> The request
Go to the line that contains "Question. Indicate the blue jacket" and extract it along with every line after it, exactly, through the end of the data below.
* START Stored data *
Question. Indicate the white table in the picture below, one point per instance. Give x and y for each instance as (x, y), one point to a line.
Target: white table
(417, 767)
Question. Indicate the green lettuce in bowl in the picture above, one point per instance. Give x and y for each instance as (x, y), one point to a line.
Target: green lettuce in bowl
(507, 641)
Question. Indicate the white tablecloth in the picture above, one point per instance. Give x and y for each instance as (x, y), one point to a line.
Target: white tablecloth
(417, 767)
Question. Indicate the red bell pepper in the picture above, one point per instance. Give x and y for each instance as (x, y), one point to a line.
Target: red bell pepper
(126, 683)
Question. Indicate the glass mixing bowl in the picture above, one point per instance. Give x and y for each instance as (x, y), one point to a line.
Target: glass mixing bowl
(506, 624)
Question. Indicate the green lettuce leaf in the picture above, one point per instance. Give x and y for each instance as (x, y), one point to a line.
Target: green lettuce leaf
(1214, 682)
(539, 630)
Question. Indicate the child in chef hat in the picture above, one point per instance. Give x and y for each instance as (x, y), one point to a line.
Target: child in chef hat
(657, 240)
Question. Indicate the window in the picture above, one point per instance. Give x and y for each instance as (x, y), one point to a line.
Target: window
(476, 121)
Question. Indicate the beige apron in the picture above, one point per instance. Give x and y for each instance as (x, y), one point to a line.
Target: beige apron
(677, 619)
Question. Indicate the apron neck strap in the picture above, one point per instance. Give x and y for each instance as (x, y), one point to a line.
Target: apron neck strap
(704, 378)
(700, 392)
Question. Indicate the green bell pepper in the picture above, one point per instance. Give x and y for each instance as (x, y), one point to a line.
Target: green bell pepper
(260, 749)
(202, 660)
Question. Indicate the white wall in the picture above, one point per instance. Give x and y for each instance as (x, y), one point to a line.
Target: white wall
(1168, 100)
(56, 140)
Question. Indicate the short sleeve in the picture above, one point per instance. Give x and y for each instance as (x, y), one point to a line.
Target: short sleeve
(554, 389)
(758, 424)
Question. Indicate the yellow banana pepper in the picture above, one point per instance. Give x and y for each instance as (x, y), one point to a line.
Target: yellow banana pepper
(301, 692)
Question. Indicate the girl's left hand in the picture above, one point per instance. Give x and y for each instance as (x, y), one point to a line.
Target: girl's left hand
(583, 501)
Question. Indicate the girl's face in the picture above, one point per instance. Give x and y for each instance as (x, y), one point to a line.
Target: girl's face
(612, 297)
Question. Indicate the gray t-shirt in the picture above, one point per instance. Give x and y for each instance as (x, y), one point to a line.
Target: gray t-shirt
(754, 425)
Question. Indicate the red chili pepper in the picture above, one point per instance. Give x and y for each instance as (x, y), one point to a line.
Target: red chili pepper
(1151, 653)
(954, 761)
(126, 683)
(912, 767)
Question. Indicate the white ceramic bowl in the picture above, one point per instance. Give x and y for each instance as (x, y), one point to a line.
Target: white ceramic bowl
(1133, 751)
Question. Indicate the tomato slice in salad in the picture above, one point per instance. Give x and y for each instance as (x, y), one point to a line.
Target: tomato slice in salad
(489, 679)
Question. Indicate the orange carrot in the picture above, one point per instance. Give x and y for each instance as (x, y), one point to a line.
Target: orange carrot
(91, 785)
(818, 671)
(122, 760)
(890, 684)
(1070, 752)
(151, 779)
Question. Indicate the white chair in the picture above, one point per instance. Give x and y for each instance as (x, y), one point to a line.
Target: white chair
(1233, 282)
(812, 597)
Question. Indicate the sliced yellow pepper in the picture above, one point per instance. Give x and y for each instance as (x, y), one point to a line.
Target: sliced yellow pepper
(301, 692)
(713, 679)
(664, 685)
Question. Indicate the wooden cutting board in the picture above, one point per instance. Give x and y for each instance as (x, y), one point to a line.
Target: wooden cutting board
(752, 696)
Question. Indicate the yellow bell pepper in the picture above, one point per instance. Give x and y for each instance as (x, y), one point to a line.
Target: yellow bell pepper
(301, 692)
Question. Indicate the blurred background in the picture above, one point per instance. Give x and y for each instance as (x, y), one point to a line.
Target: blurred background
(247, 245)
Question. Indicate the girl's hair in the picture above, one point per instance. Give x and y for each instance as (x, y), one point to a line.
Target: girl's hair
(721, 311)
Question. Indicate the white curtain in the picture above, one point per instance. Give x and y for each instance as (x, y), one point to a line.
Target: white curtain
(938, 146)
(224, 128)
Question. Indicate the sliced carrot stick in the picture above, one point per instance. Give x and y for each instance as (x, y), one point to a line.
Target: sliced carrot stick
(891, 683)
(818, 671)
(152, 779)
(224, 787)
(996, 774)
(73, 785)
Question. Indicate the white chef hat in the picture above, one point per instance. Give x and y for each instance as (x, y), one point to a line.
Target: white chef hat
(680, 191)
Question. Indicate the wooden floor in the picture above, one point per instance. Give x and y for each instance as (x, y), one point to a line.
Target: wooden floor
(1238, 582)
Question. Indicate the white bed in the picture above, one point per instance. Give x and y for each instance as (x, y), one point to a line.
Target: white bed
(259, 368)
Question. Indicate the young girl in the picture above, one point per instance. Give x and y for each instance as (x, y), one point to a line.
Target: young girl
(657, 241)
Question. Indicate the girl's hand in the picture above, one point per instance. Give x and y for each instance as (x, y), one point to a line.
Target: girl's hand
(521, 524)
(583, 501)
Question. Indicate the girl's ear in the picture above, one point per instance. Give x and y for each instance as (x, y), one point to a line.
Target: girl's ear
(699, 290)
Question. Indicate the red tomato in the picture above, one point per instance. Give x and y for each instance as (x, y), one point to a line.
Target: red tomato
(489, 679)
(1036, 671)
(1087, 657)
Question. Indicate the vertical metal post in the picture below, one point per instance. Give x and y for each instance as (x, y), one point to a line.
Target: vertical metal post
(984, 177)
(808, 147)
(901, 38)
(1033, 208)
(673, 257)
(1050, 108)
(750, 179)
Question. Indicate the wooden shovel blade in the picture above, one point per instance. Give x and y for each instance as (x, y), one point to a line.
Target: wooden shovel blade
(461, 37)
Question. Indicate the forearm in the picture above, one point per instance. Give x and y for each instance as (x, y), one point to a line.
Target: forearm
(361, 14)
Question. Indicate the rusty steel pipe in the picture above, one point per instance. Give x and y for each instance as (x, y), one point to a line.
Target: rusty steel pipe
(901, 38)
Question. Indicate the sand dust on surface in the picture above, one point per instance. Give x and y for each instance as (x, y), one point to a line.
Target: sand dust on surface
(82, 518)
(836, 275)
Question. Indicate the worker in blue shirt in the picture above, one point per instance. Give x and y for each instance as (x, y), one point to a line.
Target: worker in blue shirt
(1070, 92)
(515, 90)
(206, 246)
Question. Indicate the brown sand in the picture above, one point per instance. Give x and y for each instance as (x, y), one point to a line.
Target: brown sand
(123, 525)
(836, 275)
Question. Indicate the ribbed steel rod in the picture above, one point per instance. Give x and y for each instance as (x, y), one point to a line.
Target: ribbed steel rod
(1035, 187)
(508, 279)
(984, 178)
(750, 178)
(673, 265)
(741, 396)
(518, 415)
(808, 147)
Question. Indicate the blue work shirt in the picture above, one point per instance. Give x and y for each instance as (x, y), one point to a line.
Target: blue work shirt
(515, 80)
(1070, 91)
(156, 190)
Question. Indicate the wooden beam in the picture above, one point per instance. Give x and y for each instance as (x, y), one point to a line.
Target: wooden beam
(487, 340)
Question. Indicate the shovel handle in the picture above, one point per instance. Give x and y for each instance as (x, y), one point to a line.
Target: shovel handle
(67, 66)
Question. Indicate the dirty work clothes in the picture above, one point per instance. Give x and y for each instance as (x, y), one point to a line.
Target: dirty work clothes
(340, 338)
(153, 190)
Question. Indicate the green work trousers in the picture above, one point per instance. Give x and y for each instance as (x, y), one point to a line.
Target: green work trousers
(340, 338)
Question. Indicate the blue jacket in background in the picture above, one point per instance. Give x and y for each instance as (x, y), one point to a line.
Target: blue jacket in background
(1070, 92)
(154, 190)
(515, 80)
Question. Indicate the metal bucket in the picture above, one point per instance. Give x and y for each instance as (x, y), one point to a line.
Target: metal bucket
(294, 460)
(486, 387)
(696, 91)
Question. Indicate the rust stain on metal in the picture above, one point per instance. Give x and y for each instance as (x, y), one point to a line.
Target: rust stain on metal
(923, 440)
* END Stored data *
> Result for this exercise
Question. Indicate the blue jacket in background in the picture above, one point per instance. Give x and y for each instance as (x, y), one point to a line.
Target: blue jacket in background
(1070, 92)
(154, 190)
(515, 80)
Question. Indicate the metal bucket in the picture above, one point per instance. Give x and y for each instance as (x, y), one point to a line.
Target: metal bucket
(294, 460)
(486, 387)
(696, 91)
Question. Indicate the rust stain on metal in the picture above, one point per instance. Give x and y for each instance as (x, y), one point to a line.
Target: rust stain on metal
(923, 440)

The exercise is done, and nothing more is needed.